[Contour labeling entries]
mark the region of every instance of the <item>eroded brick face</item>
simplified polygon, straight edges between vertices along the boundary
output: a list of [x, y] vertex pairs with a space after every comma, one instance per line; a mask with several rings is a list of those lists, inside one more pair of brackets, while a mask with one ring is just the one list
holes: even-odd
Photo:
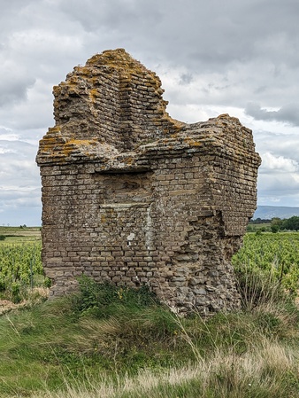
[[227, 114], [174, 121], [162, 93], [121, 49], [54, 88], [56, 125], [37, 154], [52, 296], [85, 274], [149, 285], [179, 311], [239, 307], [230, 260], [256, 209], [252, 133]]

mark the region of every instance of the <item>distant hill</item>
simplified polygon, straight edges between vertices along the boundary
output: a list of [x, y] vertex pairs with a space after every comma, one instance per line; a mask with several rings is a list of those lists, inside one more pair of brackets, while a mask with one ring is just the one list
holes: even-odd
[[261, 218], [271, 220], [273, 217], [290, 218], [293, 215], [299, 216], [299, 207], [287, 207], [282, 206], [257, 206], [253, 219]]

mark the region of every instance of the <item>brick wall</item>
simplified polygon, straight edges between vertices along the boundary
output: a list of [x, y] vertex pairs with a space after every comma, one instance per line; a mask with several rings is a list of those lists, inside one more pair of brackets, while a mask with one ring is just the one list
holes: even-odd
[[174, 121], [162, 93], [119, 49], [54, 88], [56, 126], [37, 155], [53, 296], [84, 273], [149, 285], [180, 311], [238, 308], [230, 259], [256, 209], [252, 133], [228, 115]]

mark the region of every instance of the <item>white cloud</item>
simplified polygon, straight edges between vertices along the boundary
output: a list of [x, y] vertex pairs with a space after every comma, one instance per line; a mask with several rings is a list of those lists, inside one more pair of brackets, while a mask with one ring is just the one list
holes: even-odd
[[274, 156], [270, 152], [262, 154], [263, 164], [261, 172], [272, 171], [278, 173], [296, 173], [299, 172], [299, 164], [293, 159], [287, 159], [283, 156]]

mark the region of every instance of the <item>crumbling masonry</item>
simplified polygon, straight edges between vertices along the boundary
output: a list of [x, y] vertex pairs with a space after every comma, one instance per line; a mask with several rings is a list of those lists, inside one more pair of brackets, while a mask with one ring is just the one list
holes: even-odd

Aim ▸ Reproduce the full listing above character for character, leaving out the pictures.

Output of the task ▸
mark the region of every instance of the <item>eroded brick face</item>
simplified polygon, straight edges between vertices along the boundary
output: a list of [x, y] vertex pairs with a space after every comma, one instance per line; a mask with several rings is a list of those lists, inside one more pair of brackets, while a mask with one ring is just the one list
holes: even-odd
Photo:
[[227, 114], [174, 121], [162, 93], [121, 49], [54, 88], [56, 125], [37, 154], [52, 296], [85, 274], [149, 285], [179, 311], [239, 307], [230, 260], [256, 209], [252, 133]]

mark the region of every instance of the <item>distant hill</item>
simplified polygon, straight edges between vertices along the boundary
output: a list of [x, y] vertex pairs with a space after every comma, one instance per line; a mask with several rings is a list of those lists, inside one more pair of brackets, while a mask with one ring is just the one list
holes: even-odd
[[261, 218], [271, 220], [273, 217], [290, 218], [293, 215], [299, 216], [299, 207], [287, 207], [282, 206], [257, 206], [253, 219]]

mark the region of every instance of the <item>brick wall</item>
simplified polygon, straight edges between vertices along the boundary
output: a list of [x, y] vertex pairs with a space after every comma, one instance per line; a mask with several rings is a list of those lists, inside one more pair of brackets, while a mask with one ring is just the one list
holes: even-odd
[[174, 121], [162, 93], [119, 49], [54, 88], [56, 126], [37, 155], [53, 296], [84, 273], [149, 285], [180, 311], [238, 308], [230, 259], [256, 209], [252, 133], [228, 115]]

mark the region of every instance of the <item>white cloud</item>
simplified polygon, straight edges between vertices along the boundary
output: a list of [x, y] vertex pairs with a space after every comma, one instance per line; a mask with several rings is a list of those lists, inside one more pair of brackets, while a mask with one ring is just the one list
holes: even-odd
[[274, 156], [270, 152], [262, 154], [263, 164], [261, 172], [272, 171], [278, 173], [296, 173], [299, 172], [299, 164], [293, 159], [287, 159], [283, 156]]

mark the region of every instance of the <item>crumbling masonry</item>
simplified polygon, straight edges between vertices along the boundary
output: a list of [x, y] vertex pairs with a space after every comma, one instance per line; a mask with several rings is a list of those lists, inside one more pair of brackets, while a mask with one ring is just the one list
holes: even-odd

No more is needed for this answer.